- 24.02.2013 00:00
Toplumsal alanda geçmişten gelen bir damara dayanan ‘hizmet' kavramı, AKP sayesinde devletin temel yaklaşımlarından birini ifade etmeye başladı.
Buna göre iktidarın ‘millete' olan yükümlülüğü refaha, kalkınmaya, huzura, güvenliğe yansıyan somut hizmetlerle ölçülmek durumundaydı. AKP bu anlayışın başarılı bir örneğini oluşturdu. Özellikle sağlık, ulaşım ve her türlü altyapı alanındaki yoğun gelişmeler bu hizmet anlayışının sonucu. Hizmet, sadece yeni olanakların üretilmesini ima etmiyor, aynı zamanda kaynakların etkin kullanımını da içeriyor. Siyasî iktidarın kendi ‘doğru' bildiğini demokratik bir süzgeçten geçirme niyetinin eksikliği haklı olarak eleştirilse de, ‘doğru' bilinenin hayata geçirilmesinde rasyonel bir tavrın geçerli olduğu da pek yadsınamıyor. Kişi başına millî gelirin on yılda kabaca üç misline çıkmasını ne bazı hesaplama tekniklerine ne de yıllık büyüme oranı ile açıklamak kolay değil. Bu sıçramanın temelinde kaynakların sisteme dahil olmasının ve etkin kullanımının büyük payı var.

====================

Çalışma Soruları:
- A) Hizmet kavramını ele alan metinde “Buna göre iktidarın” sözleriyle başlayan paragrafı, ana bilgilerini koruyarak madde madde yeniden yazın.
- B) Hizmet kavramını ele alan metinden “- 24.02.2013 00:00” ile başlayıp “ifade etmeye başladı.” ile biten bölümü hiçbir değişiklik yapmadan yazın.

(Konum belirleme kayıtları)

====================

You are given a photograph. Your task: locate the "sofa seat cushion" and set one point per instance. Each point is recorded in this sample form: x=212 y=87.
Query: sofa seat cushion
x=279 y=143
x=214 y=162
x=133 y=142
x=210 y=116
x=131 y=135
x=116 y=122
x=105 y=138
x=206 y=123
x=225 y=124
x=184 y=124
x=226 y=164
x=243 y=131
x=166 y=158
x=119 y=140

====================

Cevap Listesi:
- A)
- İktidarın millete karşı yükümlülüğü, refaha, kalkınmaya, huzura ve güvenliğe yansıyan somut hizmetlerle ölçülmek durumundaydı.
- AKP bu anlayışın başarılı bir örneğini oluşturdu. Sağlık, ulaşım ve her türlü altyapı alanındaki yoğun gelişmeler bu anlayışın sonucudur.
- Hizmet yalnızca yeni olanaklar üretmeyi değil, kaynakların etkin kullanımını da içerir.
- Siyasî iktidarın doğru bildiğini demokratik bir süzgeçten geçirme niyetinin eksikliği haklı olarak eleştirilir. Yine de doğru bilinenin hayata geçirilmesinde rasyonel bir tavrın geçerli olduğu pek yadsınamaz.
- Kişi başına millî gelirin on yılda kabaca üç katına çıkmasını hesaplama teknikleriyle ya da yıllık büyüme oranıyla açıklamak kolay değildir. Bu sıçramanın temelinde kaynakların sisteme dahil olması ve etkin kullanılması büyük pay sahibidir.

- B)
- 24.02.2013 00:00
Toplumsal alanda geçmişten gelen bir damara dayanan ‘hizmet' kavramı, AKP sayesinde devletin temel yaklaşımlarından birini ifade etmeye başladı.